AIM OF THE EXERCISE: Go through the records below and report each line with "TARGET" in it.

Data entries:

_ _ _ _ _

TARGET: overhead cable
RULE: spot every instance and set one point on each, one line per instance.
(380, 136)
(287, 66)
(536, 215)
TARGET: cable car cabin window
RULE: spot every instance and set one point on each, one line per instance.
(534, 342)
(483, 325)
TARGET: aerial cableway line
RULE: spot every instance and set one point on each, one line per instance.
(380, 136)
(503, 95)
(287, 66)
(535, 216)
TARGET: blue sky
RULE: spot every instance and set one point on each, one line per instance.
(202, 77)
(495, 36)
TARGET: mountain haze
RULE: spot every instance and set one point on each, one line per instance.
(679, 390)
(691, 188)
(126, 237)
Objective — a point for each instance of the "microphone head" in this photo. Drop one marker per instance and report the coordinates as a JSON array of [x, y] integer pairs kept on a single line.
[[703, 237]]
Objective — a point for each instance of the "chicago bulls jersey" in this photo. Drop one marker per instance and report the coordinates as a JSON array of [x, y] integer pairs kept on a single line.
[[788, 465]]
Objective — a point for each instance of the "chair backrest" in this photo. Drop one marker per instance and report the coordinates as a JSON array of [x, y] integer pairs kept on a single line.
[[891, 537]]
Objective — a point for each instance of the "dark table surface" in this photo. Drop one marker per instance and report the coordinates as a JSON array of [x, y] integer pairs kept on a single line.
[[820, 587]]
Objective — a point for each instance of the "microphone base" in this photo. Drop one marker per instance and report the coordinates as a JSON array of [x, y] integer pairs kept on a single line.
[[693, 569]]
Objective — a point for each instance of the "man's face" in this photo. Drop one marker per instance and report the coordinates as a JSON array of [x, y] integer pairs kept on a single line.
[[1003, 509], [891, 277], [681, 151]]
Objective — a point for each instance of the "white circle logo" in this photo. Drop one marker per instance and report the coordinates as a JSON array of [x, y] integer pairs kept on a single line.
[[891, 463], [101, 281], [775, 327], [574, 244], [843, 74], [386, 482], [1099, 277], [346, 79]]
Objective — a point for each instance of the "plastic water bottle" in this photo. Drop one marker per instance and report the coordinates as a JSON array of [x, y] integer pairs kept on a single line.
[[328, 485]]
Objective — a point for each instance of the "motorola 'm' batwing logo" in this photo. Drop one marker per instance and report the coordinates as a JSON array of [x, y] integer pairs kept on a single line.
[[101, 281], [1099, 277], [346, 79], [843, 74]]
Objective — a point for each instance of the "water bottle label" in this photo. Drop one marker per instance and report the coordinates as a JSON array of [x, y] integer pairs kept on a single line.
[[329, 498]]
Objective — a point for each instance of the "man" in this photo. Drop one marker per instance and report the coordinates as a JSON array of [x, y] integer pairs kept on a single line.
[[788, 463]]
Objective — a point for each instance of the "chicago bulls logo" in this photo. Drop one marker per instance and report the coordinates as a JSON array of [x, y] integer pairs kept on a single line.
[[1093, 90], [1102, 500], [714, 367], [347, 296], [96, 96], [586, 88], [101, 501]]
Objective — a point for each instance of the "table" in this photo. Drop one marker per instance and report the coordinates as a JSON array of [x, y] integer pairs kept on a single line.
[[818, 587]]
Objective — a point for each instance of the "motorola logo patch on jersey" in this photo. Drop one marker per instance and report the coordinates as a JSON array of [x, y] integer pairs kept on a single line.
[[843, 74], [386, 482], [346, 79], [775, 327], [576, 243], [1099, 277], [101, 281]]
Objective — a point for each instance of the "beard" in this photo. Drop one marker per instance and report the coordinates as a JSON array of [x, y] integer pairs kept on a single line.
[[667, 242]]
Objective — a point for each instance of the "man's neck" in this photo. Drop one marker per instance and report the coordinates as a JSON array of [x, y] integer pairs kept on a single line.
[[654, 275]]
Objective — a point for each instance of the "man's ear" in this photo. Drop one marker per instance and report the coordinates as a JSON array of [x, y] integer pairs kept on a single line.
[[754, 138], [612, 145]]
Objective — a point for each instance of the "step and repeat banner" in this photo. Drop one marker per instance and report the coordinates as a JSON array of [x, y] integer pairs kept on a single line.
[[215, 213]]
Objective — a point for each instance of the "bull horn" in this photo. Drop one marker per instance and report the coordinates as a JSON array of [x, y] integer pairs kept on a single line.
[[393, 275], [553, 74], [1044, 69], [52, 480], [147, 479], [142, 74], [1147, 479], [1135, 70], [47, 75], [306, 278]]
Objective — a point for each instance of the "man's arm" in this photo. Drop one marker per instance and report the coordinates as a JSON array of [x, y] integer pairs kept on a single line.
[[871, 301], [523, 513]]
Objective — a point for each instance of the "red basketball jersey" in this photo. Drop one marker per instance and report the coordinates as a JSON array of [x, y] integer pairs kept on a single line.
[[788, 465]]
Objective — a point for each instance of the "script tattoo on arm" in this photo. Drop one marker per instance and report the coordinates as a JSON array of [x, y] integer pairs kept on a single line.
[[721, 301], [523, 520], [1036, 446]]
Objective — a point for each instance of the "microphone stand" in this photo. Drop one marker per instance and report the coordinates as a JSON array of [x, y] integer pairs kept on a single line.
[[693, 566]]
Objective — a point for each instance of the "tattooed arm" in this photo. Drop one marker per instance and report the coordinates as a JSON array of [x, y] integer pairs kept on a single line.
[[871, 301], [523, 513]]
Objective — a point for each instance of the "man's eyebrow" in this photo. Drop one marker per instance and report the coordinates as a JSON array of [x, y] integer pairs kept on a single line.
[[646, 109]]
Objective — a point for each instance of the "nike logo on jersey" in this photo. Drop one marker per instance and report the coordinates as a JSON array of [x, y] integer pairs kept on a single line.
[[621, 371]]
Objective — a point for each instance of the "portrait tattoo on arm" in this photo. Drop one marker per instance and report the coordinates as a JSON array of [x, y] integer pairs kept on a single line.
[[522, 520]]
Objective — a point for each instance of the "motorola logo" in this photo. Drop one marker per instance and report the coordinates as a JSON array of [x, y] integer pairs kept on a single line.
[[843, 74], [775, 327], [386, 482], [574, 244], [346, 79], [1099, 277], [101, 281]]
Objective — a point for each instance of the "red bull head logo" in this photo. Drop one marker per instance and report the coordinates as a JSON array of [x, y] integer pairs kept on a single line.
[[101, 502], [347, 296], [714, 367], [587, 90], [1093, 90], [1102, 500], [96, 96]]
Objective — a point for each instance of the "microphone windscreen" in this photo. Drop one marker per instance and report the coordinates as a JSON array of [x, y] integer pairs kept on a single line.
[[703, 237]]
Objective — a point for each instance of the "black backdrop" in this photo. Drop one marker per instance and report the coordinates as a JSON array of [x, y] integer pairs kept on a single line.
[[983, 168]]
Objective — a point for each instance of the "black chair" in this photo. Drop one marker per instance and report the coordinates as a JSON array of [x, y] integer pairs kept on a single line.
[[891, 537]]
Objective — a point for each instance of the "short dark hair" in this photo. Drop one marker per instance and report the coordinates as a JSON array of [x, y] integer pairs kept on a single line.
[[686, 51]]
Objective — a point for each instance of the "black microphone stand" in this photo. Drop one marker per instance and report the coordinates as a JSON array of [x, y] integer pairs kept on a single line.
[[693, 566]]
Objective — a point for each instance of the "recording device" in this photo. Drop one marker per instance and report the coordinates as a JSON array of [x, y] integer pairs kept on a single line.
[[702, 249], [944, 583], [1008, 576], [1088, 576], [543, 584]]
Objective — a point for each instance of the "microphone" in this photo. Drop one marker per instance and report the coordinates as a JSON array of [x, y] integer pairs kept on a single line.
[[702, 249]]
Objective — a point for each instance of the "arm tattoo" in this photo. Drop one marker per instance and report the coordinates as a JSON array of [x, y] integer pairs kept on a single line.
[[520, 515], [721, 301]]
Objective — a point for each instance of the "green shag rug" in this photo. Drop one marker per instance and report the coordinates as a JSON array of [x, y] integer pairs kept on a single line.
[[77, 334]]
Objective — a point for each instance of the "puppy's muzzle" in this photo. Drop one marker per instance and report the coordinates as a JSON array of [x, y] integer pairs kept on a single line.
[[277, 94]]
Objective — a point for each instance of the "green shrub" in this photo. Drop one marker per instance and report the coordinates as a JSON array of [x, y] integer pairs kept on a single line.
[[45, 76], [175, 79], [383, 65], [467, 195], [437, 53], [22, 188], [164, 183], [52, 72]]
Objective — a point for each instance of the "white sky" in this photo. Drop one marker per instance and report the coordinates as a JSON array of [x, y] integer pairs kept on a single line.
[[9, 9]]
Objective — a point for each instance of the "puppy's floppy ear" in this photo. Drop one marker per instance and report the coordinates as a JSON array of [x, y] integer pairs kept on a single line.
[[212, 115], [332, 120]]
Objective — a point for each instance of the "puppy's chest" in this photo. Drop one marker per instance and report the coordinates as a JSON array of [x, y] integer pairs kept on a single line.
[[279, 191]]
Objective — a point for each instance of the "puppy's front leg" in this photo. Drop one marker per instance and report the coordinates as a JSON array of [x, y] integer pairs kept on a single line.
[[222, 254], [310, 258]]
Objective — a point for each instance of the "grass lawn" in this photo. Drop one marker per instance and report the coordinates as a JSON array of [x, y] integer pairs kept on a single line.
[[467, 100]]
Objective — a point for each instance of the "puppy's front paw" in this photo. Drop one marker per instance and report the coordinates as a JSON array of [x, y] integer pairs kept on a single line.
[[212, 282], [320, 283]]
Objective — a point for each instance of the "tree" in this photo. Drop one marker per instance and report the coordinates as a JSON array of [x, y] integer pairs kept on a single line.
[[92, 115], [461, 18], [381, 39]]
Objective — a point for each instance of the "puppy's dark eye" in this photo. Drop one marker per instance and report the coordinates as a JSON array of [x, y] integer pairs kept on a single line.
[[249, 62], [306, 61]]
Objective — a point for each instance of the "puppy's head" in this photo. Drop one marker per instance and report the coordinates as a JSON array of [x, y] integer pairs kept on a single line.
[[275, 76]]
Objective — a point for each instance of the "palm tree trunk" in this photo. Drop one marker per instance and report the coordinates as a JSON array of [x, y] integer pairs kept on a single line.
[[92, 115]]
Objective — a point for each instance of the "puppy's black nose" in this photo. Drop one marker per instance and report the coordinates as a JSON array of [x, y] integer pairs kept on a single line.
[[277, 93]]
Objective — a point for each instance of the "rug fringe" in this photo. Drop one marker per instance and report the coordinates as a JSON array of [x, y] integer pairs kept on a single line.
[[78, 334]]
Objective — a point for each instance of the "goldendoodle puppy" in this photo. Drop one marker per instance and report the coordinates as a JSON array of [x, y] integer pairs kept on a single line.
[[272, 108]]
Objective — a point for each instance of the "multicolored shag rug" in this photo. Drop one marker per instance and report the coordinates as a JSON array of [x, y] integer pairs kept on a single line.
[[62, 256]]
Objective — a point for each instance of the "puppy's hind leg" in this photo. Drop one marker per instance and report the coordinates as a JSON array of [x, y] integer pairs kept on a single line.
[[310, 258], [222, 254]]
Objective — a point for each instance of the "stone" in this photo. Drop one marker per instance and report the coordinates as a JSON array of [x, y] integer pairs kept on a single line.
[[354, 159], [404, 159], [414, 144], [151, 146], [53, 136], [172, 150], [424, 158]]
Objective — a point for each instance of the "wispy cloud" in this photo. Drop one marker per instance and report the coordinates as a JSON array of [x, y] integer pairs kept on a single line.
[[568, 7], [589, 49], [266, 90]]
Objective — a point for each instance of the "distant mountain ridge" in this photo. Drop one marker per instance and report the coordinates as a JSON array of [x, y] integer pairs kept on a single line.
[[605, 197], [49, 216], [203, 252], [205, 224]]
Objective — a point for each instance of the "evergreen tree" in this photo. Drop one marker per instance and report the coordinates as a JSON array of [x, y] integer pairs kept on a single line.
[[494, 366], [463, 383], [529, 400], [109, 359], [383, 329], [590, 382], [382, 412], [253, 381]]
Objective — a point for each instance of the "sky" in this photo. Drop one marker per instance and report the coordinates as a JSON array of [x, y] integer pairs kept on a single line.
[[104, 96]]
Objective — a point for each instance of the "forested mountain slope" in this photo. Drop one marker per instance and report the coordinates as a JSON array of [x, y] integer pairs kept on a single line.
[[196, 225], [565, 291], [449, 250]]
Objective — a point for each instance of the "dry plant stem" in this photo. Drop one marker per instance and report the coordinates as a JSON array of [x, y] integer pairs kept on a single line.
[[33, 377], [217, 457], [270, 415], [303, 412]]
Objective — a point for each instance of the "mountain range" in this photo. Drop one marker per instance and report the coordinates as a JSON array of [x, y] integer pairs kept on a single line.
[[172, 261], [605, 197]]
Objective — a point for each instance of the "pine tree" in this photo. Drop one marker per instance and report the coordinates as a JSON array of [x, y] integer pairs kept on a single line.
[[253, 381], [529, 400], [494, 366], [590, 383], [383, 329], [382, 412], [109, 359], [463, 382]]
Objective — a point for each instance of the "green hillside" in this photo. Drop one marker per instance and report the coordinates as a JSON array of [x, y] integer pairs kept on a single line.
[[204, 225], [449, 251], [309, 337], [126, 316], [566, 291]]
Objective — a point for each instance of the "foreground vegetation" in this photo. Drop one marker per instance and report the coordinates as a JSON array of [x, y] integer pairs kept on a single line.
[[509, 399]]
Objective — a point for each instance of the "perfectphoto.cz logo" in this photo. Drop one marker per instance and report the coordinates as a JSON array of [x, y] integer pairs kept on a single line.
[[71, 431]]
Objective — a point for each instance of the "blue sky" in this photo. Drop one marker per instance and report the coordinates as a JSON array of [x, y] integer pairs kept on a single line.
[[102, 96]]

_ _ _ _ _

OUTPUT BELOW:
TARGET: overhead cable
TARGET: cable car cabin window
TARGET: aerial cableway line
TARGET: blue sky
TARGET: mountain haze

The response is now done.